**Excerpted data**
** Start **
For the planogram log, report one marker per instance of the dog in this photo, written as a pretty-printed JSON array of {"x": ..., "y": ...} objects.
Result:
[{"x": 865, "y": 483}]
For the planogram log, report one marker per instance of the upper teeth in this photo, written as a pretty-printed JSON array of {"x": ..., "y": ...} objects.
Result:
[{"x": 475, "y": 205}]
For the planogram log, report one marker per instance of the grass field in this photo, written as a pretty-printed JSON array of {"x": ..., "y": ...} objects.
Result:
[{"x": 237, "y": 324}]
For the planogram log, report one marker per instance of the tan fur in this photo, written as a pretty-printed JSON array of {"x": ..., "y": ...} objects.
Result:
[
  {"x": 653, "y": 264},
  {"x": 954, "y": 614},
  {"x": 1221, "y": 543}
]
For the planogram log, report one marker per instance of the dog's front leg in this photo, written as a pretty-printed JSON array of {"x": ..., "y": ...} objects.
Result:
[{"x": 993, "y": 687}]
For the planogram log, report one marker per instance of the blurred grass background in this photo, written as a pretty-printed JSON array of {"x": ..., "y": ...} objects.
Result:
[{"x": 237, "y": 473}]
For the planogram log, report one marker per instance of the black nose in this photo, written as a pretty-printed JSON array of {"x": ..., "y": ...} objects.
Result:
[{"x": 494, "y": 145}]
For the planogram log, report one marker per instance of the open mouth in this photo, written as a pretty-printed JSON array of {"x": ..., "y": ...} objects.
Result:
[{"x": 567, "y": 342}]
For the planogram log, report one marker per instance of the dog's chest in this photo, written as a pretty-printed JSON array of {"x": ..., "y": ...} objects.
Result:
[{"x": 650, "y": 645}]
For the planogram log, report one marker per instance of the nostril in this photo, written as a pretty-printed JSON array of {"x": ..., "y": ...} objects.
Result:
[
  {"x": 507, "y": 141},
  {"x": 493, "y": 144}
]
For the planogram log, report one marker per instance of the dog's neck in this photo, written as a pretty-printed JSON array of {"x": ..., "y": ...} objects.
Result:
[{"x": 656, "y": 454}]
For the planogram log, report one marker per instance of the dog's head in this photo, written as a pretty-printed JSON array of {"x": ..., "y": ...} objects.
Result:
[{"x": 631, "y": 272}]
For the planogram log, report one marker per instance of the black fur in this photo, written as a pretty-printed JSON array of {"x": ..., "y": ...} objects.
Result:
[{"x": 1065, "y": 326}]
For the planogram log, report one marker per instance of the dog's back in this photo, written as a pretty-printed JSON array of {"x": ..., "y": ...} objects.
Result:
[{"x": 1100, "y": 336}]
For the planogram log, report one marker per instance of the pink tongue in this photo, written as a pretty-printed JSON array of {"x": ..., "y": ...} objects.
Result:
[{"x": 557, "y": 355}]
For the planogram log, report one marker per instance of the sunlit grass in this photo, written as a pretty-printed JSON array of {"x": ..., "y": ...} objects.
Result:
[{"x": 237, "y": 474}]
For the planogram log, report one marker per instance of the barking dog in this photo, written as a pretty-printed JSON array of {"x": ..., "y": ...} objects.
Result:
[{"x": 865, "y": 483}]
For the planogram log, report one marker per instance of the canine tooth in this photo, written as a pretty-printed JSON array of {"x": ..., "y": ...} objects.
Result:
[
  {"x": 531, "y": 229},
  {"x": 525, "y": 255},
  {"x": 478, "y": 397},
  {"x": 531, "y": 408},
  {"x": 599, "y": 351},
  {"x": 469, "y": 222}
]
** End **
**Given instruction**
Change "planogram log" to "inventory log" in the records from the line with "of the barking" through the end of the records, leaving everything else unchanged, and give only those lines.

**Answer to the problem**
For the inventory log, report one marker per instance of the barking dog in this photo, written as a pretty-printed JSON array of {"x": ..., "y": ...} objects.
Result:
[{"x": 865, "y": 483}]
For the inventory log, report one marker per instance of the canine tooth in this photo, written as a pretty-printed JSON array of {"x": ..., "y": ...} objects.
Result:
[
  {"x": 531, "y": 229},
  {"x": 525, "y": 255},
  {"x": 478, "y": 397},
  {"x": 531, "y": 408},
  {"x": 599, "y": 351},
  {"x": 469, "y": 222}
]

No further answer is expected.